## Task requirements
Give the items starting at the line that contains "Labeling tool prompt — Object to detect: red" and ending at the line that contains "[[147, 91, 150, 98], [42, 53, 64, 73]]" as a two-column CSV with the headers text and answer, one row per item. Put each item's text and answer in its own quoted field, with line breaks turned into spaces.

## Task inputs
__________
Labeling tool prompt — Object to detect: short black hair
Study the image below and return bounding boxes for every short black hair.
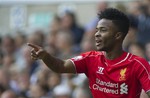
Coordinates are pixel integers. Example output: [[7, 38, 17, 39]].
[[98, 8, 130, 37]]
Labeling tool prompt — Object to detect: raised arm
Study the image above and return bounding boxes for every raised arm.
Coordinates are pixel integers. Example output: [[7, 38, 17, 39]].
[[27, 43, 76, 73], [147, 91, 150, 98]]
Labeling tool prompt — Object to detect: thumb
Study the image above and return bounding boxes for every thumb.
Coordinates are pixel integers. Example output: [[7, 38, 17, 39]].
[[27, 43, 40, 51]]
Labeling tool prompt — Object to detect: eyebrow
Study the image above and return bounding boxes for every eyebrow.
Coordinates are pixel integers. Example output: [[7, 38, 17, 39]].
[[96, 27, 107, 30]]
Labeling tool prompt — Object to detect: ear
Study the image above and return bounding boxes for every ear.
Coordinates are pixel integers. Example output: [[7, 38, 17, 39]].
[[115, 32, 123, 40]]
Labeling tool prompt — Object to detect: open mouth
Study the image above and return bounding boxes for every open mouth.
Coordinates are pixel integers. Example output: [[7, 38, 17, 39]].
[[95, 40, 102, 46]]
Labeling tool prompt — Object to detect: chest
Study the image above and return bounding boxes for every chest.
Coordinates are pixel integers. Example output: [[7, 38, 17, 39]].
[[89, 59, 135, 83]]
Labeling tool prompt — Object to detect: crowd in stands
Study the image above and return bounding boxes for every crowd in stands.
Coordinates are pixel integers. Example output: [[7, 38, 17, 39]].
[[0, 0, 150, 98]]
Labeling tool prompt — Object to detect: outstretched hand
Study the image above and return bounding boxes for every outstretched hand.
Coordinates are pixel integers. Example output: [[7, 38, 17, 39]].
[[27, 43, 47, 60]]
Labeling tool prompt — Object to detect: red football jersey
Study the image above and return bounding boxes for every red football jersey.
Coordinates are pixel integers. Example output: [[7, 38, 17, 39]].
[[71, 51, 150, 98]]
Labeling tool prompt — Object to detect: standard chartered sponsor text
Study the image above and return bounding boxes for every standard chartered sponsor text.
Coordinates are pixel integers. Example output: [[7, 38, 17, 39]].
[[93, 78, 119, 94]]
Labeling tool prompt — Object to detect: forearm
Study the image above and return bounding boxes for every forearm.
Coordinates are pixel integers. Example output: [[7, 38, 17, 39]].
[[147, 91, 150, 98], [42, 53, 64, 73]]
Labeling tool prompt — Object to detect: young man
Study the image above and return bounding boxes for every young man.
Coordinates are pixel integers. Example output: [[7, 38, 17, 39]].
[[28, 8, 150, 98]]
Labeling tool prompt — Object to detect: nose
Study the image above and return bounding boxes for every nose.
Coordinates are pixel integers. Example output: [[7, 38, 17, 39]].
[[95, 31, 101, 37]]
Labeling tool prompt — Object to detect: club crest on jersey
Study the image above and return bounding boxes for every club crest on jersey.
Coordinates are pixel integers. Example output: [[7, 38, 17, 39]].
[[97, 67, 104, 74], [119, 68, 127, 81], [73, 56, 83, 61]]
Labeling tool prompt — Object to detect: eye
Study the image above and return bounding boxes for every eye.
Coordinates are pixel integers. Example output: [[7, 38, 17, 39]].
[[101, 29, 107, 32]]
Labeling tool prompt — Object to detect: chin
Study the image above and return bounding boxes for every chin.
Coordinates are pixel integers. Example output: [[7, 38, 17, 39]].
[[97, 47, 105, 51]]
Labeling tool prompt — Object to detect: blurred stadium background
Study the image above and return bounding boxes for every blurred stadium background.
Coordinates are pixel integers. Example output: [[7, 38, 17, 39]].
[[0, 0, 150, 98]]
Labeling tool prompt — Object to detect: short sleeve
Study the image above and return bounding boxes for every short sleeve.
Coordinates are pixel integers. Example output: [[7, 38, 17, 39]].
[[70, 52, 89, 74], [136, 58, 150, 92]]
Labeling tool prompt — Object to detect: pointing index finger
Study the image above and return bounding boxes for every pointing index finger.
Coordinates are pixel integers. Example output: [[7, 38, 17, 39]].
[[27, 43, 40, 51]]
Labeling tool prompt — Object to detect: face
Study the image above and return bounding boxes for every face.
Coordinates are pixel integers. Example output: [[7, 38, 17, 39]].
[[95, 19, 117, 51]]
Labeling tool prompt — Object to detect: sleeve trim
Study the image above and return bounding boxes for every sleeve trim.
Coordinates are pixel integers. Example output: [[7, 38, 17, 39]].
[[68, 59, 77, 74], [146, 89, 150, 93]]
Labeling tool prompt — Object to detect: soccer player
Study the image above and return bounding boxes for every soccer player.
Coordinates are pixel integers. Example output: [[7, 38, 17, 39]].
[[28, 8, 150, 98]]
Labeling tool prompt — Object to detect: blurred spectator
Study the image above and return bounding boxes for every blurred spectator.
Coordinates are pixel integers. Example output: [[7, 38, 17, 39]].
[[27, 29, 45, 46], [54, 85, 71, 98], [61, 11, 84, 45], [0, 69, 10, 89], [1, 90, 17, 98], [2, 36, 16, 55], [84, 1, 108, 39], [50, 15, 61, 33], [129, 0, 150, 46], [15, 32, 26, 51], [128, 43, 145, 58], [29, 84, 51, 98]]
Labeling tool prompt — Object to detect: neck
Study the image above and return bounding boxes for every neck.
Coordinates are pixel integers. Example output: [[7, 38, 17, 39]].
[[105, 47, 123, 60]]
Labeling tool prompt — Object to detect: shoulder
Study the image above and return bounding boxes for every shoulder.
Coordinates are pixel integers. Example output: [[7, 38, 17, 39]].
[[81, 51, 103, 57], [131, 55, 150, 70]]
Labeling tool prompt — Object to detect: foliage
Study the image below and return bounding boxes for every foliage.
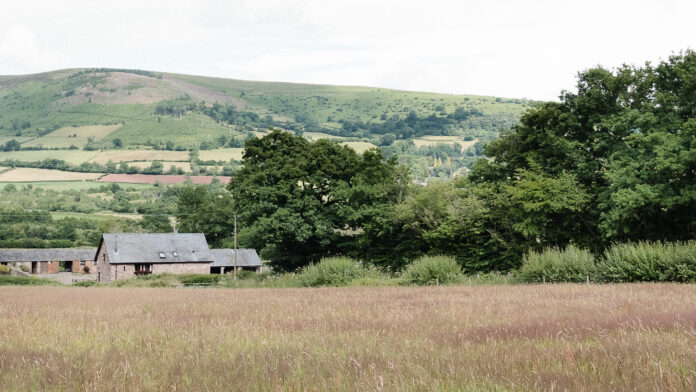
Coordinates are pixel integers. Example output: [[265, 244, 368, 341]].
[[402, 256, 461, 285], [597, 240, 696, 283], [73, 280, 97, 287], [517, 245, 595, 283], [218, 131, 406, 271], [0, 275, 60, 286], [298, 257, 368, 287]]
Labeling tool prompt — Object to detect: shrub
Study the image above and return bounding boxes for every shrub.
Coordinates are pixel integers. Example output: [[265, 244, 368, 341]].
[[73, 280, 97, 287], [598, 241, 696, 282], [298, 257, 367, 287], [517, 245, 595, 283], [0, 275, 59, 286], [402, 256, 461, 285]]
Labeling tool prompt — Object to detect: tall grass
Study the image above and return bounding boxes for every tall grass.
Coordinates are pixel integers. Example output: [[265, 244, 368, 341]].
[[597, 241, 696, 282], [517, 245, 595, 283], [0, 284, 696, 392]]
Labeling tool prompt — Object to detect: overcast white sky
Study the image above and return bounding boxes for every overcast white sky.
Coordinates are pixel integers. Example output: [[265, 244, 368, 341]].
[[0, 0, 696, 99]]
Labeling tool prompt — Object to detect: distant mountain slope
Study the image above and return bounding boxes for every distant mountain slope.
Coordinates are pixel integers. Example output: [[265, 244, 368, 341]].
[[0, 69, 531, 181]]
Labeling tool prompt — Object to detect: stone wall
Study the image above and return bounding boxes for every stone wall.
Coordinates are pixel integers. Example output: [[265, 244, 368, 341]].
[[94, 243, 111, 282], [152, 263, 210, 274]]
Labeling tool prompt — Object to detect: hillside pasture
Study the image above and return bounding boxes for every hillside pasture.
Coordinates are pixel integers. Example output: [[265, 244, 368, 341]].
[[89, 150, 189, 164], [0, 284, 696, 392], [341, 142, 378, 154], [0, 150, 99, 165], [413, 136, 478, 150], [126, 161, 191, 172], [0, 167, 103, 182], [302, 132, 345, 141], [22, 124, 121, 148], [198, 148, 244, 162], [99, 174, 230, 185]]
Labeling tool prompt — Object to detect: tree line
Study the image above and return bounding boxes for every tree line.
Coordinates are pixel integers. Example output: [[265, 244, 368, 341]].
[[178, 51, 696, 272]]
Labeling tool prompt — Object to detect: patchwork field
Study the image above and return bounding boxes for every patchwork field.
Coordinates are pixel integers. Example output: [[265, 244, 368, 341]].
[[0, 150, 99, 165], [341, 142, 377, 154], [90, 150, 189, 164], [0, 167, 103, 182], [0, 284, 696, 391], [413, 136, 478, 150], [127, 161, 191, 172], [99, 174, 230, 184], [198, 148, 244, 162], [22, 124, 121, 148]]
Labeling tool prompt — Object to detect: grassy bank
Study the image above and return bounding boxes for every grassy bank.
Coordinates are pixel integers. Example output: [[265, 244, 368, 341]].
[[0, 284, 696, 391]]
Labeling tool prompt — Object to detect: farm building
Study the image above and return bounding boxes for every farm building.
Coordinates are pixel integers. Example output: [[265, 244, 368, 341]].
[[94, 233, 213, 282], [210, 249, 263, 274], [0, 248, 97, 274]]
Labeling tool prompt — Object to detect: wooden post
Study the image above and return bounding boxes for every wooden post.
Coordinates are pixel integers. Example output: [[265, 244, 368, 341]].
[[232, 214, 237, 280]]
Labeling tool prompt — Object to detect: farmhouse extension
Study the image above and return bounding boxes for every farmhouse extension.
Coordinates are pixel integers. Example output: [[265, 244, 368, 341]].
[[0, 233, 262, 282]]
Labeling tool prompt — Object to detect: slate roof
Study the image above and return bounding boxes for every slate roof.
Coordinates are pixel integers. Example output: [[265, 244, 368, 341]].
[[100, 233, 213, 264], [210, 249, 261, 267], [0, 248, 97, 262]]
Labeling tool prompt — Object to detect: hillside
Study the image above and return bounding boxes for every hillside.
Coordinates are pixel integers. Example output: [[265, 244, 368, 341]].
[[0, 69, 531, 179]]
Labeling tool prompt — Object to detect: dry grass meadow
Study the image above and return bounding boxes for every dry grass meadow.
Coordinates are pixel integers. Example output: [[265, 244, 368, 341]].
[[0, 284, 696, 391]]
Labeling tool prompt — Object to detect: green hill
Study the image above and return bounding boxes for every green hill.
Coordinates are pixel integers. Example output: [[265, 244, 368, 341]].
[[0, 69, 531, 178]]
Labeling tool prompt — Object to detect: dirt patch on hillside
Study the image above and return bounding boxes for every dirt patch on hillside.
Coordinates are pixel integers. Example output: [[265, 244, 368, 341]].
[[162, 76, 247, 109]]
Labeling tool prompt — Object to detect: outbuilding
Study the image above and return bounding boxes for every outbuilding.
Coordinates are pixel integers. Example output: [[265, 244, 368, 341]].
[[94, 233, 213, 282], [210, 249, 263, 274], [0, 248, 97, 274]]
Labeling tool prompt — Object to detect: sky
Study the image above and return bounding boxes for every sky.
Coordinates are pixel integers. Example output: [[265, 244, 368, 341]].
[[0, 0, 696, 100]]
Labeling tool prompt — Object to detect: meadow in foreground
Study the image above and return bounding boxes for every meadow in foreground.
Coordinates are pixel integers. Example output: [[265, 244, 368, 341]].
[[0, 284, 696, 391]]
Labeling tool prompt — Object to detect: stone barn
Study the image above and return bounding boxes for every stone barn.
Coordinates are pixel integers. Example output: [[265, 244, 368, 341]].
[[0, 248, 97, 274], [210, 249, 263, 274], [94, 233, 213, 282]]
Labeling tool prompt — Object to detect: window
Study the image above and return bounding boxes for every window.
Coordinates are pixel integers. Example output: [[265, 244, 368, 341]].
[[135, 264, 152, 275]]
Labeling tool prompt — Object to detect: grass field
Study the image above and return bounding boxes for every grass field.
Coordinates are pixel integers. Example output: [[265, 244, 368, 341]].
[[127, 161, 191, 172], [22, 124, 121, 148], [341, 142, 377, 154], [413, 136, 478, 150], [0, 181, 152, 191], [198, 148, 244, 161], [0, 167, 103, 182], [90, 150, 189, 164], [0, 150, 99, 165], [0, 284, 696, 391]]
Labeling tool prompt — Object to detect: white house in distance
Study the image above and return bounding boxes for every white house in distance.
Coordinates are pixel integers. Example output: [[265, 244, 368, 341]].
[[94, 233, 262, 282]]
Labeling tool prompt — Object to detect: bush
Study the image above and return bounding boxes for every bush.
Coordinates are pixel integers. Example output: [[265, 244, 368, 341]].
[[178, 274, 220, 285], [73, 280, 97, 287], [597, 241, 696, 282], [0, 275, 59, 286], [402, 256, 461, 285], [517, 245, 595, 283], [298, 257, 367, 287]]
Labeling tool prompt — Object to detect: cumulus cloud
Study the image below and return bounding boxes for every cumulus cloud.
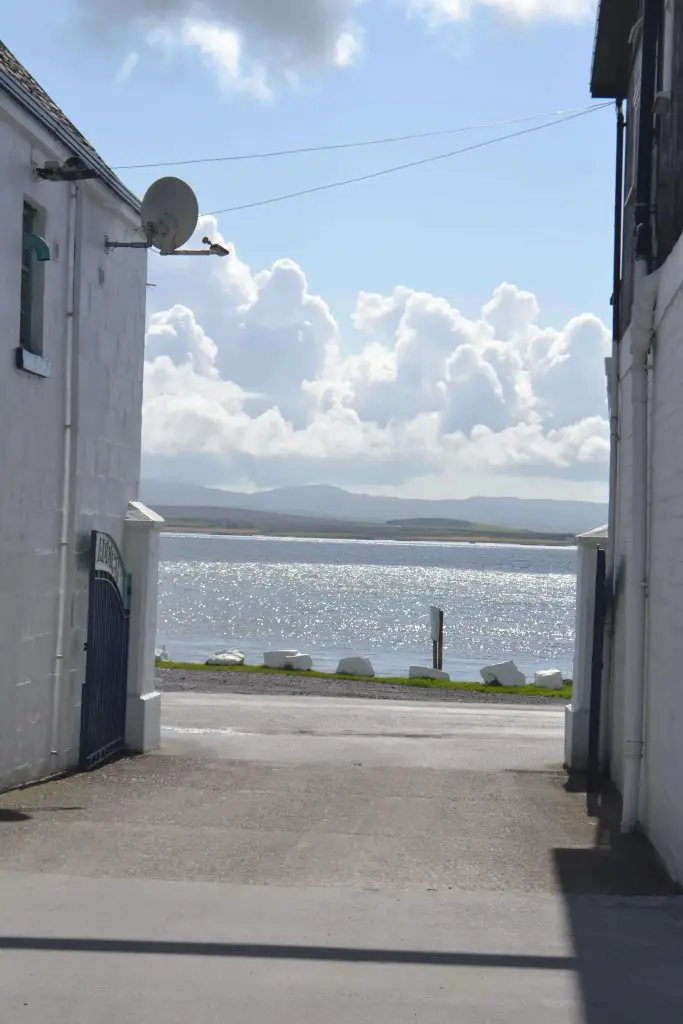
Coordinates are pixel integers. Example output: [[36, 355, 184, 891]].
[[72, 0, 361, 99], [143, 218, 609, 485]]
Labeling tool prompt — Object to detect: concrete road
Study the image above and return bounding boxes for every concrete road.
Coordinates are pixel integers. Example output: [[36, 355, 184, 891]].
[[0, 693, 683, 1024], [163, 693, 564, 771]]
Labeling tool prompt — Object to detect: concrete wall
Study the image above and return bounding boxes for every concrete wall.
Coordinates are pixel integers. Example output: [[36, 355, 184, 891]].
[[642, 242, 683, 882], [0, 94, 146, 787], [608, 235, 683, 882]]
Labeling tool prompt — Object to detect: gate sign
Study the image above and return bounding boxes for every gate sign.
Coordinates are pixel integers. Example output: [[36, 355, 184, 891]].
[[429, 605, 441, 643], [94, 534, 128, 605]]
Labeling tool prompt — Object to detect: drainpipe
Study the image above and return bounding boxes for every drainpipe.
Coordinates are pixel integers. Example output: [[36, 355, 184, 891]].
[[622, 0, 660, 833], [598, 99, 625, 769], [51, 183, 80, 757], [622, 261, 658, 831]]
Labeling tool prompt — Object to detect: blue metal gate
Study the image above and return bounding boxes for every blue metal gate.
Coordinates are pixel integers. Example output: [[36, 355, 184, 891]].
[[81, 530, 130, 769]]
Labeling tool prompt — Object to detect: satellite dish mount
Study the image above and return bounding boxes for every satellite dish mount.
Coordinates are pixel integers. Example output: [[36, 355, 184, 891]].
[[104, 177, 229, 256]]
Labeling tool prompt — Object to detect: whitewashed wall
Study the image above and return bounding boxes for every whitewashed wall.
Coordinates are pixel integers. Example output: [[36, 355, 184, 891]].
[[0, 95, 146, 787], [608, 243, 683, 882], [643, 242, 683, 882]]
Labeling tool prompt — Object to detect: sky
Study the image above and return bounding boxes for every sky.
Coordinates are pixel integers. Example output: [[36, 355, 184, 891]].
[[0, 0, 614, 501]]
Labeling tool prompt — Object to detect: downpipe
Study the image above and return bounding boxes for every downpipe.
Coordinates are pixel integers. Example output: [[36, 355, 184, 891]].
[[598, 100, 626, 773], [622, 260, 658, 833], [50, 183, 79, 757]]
__________
## Solution
text,answer
"Labeling tool prompt — Object to detect: red football jersey Study the image above and return bounding boxes for every red football jersey. Coordinates are pixel integers. Example output: [[7, 38, 17, 39]].","[[71, 51, 150, 98]]"
"Labeling tool prompt — Object to detect: standard chartered sponsor text Study the image above and return bounding boxes for every standard chartered sponsor text. Coordinates are pixel integers. Example output: [[7, 38, 17, 39]].","[[93, 78, 119, 94]]"
"Labeling tool prompt — Object to detect: forearm Study the image above and return bounding boxes for every forearm. Coordinates are pixel integers. Example output: [[7, 38, 17, 39]].","[[147, 91, 150, 98], [42, 53, 64, 73]]"